WORK TO BE COMPLETED:
Rewrite the listing below, changing "keypoint" to "point marker" and leaving everything else as is.

EXERCISE DATA:
START

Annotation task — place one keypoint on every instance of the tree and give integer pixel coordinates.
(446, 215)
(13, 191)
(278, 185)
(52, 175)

END

SOLUTION FOR THIS EXERCISE:
Annotation task — place one point marker on every instance of the tree and give integer pixel coordinates.
(446, 215)
(13, 191)
(278, 185)
(52, 175)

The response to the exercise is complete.